[Stored items]
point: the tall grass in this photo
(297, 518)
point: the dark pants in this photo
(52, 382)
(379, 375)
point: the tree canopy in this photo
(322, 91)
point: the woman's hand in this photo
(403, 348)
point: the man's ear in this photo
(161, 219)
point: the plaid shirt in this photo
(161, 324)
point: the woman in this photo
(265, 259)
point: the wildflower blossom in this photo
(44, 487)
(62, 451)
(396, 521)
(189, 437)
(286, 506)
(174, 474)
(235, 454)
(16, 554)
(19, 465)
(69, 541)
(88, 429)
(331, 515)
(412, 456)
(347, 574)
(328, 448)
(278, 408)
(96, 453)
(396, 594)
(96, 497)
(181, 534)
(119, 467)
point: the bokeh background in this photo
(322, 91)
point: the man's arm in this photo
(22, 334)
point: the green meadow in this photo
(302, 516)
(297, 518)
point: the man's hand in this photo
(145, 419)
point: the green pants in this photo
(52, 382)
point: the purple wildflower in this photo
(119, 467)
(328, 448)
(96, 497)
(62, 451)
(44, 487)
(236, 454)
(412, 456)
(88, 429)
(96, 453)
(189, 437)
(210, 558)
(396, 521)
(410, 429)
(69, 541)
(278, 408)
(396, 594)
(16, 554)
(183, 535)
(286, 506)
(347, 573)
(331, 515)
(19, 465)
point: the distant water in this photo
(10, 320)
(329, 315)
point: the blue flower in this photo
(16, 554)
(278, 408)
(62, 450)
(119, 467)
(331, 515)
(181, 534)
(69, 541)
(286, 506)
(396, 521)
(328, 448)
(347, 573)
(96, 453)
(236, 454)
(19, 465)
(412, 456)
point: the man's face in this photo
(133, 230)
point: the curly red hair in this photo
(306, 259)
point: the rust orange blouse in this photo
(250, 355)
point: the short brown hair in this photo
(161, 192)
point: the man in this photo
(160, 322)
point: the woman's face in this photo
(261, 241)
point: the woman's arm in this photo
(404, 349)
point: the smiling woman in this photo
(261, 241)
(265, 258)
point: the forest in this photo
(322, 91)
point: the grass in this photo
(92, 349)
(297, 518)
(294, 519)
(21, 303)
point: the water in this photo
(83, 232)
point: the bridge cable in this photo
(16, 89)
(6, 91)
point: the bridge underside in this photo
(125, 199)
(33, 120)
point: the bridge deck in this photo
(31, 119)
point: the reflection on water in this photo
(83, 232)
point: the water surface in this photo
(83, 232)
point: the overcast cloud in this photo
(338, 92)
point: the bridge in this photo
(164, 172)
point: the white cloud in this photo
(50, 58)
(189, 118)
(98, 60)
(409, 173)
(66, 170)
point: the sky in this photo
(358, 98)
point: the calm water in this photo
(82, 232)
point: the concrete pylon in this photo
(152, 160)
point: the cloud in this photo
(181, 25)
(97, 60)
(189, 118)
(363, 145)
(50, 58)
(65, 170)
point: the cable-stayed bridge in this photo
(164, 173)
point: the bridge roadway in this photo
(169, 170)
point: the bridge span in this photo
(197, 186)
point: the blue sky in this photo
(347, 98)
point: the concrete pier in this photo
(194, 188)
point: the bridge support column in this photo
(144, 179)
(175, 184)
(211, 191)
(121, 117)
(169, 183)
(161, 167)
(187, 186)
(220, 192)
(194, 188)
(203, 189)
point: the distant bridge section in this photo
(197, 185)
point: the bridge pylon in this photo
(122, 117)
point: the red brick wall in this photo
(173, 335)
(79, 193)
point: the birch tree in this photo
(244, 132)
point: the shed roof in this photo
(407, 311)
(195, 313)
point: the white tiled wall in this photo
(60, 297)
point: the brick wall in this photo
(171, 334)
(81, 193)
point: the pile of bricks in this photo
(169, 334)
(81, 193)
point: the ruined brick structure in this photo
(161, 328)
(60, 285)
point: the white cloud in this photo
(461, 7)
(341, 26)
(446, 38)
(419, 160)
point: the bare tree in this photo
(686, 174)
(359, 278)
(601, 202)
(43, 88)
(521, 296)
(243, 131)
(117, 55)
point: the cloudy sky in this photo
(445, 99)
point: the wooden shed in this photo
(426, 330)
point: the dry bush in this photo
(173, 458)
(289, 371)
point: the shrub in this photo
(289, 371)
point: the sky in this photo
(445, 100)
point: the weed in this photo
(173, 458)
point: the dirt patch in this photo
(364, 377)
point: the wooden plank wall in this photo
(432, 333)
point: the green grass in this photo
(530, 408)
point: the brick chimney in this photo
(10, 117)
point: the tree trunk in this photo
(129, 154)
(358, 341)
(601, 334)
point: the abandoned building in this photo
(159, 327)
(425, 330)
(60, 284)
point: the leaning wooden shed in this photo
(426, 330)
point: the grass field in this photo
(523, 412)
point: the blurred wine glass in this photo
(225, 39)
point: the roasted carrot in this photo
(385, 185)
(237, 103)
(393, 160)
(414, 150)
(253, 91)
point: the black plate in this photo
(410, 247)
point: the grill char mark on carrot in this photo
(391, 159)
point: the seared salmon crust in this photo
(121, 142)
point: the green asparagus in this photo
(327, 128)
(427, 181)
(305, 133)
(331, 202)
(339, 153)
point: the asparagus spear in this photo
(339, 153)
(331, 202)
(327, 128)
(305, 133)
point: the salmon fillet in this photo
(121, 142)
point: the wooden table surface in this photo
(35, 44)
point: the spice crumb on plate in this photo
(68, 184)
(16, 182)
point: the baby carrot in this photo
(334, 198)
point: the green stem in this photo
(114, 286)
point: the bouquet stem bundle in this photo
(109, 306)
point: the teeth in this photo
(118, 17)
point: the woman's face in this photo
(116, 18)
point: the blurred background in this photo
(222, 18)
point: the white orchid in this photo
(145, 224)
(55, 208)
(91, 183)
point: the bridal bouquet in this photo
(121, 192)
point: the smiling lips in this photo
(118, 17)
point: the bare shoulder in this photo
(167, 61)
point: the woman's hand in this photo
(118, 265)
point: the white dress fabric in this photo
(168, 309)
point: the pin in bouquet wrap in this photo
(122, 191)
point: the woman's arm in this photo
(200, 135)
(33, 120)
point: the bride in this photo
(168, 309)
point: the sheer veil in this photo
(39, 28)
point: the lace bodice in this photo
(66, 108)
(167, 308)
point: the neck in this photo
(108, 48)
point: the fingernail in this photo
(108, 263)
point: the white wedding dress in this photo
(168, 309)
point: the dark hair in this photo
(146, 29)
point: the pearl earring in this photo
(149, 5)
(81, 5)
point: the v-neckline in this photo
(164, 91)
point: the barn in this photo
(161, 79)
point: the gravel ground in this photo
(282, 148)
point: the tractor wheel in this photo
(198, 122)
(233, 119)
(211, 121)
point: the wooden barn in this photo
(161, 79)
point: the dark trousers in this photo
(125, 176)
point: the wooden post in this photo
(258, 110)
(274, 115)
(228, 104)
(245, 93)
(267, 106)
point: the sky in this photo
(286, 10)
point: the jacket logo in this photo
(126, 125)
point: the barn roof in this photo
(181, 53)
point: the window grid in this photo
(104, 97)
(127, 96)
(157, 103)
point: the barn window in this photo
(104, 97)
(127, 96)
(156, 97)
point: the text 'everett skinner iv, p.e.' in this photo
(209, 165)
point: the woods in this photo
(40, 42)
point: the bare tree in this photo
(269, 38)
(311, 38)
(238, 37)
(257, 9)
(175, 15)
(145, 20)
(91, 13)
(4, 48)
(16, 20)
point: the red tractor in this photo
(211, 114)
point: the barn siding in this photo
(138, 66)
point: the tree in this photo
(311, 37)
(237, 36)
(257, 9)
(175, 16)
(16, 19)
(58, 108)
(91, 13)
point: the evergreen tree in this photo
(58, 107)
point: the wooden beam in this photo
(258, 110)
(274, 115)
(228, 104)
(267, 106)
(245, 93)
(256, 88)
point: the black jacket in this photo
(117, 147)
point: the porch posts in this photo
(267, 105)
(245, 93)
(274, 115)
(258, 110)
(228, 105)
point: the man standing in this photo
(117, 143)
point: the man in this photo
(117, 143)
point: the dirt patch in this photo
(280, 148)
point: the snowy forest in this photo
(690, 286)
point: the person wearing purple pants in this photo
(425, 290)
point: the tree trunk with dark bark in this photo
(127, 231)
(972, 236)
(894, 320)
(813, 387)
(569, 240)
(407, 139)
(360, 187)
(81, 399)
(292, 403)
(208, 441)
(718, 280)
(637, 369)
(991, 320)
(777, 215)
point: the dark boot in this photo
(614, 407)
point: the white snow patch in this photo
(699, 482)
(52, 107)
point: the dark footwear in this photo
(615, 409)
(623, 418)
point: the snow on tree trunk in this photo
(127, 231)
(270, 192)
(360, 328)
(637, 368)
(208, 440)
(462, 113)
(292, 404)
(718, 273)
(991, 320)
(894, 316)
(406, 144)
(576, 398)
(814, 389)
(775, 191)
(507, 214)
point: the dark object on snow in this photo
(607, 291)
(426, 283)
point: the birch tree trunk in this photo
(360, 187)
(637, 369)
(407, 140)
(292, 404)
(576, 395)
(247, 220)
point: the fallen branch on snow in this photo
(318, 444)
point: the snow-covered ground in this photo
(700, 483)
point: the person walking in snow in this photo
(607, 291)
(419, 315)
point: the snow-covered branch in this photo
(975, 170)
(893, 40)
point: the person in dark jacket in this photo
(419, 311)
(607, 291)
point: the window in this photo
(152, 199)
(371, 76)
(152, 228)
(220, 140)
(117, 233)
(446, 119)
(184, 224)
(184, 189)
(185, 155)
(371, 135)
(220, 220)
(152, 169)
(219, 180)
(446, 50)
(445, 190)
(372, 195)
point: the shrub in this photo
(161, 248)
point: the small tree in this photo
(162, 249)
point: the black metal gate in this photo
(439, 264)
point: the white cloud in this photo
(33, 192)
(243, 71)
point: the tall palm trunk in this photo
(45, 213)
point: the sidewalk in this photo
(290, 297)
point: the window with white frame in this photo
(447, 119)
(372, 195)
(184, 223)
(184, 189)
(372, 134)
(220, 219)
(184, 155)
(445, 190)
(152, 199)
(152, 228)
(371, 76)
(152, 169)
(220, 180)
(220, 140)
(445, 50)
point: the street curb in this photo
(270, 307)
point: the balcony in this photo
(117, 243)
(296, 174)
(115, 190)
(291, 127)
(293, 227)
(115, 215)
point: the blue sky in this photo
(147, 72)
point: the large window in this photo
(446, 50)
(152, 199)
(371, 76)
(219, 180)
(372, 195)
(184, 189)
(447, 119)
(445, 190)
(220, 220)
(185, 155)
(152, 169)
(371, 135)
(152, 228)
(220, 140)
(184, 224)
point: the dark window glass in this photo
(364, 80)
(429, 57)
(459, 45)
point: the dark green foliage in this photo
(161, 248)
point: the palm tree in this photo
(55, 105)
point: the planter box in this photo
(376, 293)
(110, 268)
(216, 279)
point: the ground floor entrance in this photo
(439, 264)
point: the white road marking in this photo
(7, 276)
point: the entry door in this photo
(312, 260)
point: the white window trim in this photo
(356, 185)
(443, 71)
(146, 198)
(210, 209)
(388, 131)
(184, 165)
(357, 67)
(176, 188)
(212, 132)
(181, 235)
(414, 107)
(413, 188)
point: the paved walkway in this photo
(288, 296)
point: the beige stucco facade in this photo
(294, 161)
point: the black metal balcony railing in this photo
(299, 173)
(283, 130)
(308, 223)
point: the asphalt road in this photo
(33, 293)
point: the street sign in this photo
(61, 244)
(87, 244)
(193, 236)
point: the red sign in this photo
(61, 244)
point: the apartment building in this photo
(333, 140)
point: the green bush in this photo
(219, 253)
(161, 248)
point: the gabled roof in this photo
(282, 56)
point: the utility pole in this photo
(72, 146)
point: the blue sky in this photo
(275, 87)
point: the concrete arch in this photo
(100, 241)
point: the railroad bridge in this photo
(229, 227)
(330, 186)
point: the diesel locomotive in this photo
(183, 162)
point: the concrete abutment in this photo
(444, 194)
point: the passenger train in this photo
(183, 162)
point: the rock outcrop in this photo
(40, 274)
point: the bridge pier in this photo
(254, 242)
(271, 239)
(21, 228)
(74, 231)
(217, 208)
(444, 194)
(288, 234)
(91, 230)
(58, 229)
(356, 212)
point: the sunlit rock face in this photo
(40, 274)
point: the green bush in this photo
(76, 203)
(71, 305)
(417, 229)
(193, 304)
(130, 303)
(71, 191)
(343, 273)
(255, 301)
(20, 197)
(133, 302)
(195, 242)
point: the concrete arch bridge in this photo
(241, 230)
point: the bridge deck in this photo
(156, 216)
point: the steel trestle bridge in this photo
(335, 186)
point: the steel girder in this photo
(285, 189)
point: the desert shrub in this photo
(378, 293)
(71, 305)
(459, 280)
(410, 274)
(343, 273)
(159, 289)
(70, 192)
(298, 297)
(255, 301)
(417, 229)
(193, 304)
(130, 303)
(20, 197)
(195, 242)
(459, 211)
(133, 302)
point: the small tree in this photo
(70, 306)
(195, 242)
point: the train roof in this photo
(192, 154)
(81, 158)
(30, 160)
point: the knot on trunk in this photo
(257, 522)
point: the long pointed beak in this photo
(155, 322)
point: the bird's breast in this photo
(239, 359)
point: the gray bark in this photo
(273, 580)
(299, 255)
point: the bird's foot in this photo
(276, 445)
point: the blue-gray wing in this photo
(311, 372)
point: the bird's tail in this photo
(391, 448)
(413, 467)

Task goal | Only the lines from the one holding "point: the steel girder in this photo" through the end of the listing should be given again, exactly and with both ends included.

Response to the task |
point: the steel girder in this photo
(285, 189)
point: the desert shrub in this photo
(378, 293)
(71, 305)
(459, 280)
(410, 274)
(343, 273)
(159, 289)
(70, 192)
(298, 297)
(255, 301)
(417, 229)
(193, 304)
(130, 303)
(20, 197)
(195, 242)
(459, 211)
(133, 302)
point: the small tree in this photo
(70, 306)
(195, 242)
point: the train roof in this photo
(192, 154)
(81, 158)
(30, 160)
point: the knot on trunk in this photo
(257, 522)
point: the long pointed beak in this photo
(155, 322)
point: the bird's breast in this photo
(239, 359)
point: the gray bark in this photo
(273, 580)
(299, 255)
point: the bird's foot in this photo
(276, 445)
point: the blue-gray wing in this photo
(311, 372)
point: the bird's tail in this photo
(391, 448)
(413, 467)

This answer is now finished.